### Work task
After reading each line of the entries, give the number of lines that contain "from" and nothing else.

### Source material
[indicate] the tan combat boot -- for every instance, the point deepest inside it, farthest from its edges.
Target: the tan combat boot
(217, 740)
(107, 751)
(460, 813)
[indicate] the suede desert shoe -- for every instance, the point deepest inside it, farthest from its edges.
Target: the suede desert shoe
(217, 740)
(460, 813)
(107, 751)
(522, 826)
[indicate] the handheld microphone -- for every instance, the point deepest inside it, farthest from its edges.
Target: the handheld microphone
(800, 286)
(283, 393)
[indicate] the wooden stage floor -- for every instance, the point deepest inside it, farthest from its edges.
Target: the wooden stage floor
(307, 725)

### Response area
4